# TEXT EXCERPT:
━━━━━━━━━━━━━━━━━━━━━━━━━━━━━━

How the renewable energy transition is accelerating the digital transformation of the energy industry
Whilst digitalization and the development of new renewable energy assets can be challenging, it is also apparent that one of the key concerns for a sustainable energy transition is to be able to forecast renewable energy accurately.
Traditionally, classic fossil fuel-based energy is very easy to forecast, as it is a tangible fuel stock (coal, uranium, gas or oil). In comparison, renewable energy is very difficult to forecast correctly. How much wind, sun or water will be available tomorrow? What about in 1 month or 6 months’ time? Without such insights, huge uncertainty is created in future energy availability, which translates into volatility problems in energy markets, leading to futures/long term contract price spikes, and, in worst case scenario, resulting in energy shortages and even outages.
Given this situation, having a clear understanding of future energy production is a must if we want to complete the transition to renewable energy, whilst maintaining affordable energy prices.
Over time, different models, sensors and forecasts have been implemented to mitigate the intermittent nature of renewable energy production. Some of them based in meteorological models, some others in AI, with geospatial data or with IoT sensor networks. However, there is a key component that is preventing forward-thinking energy companies from fully embracing renewable energy datasets and being able to completely integrate these new forecasting capabilities into their infrastructure. Digitalization.
The energy industry is, still, a legacy industry, and in many countries, strategic. Energy producing companies have always been focused on hardware solutions, their whole business orbits towards heavy CAPEX investments with which to develop, commission, operate and decommission gigantic energy generation assets. Some of these assets have been transferred in several of these countries from the public sector, or have been directly privatized by the companies, making natural competition difficult. Additionally, these assets have been historically managed from an engineering perspective, with in-house software that has maintained and operated these energy assets. This situation, combined with low competition, has made the need for digital solutions non-essential from an operational perspective.
Because of all these factors, energy companies have still not fully embraced digitalization, making it more difficult for new emerging datasets, AI models, or forecasting systems to be accepted.
However, during the last 2-3 years, there are certain conditions that have been achieved, for which energy companies are slowly turning the wheel towards digitalization, opening the space for innovative, new and existing solutions to solve this problem:
- The current geopolitical situation is forcing countries with no access to fossil fuels to double down on renewable energy. Governments all over the world are creating regulations to stimulate renewable energy to secure the energy distribution, while bolstering energy independence. In some countries, taxes and fines are being applied when companies are not correctly forecasting their energy production capabilities, which is enabling governments to oversee future energy production with the aim to avoid shortages.
- Capital in renewable energy is at a record high. Primarily in wind and solar energy, historically momentous developments are underway, making the need for optimized renewable energy production an absolute need.
- Volatility in day markets seems like a never-ending cycle. Economic uncertainty and unpredictable energy production is on the rise, making it even more imperative to have well-designed digital forecasting tools.

━━━━━━━━━━━━━━━━━━━━━━━━━━━━━━

# WHAT IS REQUIRED:
List the fuel stocks that the text on the renewable energy transition gives as examples of classic fossil fuel-based energy. None of the recorded entries are needed.

(Recorded data)

━━━━━━━━━━━━━━━━━━━━━━━━━━━━━━

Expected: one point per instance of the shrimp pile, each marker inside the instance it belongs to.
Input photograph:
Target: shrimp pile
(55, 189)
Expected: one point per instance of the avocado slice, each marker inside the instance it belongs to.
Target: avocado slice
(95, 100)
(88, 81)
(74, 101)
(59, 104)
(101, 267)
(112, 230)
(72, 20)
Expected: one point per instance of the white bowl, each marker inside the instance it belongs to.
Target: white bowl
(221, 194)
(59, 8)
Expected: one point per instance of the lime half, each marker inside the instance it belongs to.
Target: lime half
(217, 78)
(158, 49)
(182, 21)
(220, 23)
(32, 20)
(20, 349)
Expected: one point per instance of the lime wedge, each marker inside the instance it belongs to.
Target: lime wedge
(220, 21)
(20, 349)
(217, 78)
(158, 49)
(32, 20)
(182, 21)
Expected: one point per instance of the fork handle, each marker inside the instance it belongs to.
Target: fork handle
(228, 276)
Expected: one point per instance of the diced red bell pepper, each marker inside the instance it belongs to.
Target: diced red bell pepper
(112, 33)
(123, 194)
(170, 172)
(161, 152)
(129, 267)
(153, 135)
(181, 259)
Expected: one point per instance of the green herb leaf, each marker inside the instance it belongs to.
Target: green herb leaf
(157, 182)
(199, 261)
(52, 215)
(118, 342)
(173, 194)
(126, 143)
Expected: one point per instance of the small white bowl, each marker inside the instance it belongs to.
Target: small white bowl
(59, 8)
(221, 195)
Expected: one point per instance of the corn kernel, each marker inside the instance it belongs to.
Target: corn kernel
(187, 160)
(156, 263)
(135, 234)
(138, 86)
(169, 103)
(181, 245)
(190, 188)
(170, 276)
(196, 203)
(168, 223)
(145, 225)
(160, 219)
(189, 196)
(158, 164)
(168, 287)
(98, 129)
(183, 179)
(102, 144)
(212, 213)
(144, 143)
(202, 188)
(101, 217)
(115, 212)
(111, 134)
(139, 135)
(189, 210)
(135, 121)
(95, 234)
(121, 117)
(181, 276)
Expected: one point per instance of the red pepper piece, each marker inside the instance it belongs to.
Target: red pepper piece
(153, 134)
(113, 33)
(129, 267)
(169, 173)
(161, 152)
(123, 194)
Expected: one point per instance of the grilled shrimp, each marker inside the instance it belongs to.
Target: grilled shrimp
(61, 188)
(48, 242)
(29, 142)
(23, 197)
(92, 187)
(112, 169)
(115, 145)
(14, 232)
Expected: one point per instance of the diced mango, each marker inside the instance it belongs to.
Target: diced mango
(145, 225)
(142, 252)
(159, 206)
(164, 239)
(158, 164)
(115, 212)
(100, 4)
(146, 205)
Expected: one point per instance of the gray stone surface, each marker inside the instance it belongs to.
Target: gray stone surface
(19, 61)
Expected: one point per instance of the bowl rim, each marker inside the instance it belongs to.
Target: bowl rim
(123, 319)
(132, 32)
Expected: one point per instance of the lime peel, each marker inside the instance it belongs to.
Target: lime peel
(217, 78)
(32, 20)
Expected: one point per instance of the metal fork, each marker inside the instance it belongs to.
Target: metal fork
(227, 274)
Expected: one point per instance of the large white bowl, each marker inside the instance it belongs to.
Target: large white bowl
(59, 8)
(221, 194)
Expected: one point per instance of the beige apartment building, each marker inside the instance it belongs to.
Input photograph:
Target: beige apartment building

━━━━━━━━━━━━━━━━━━━━━━━━━━━━━━

# TASK RESULT:
Coal, uranium, gas, oil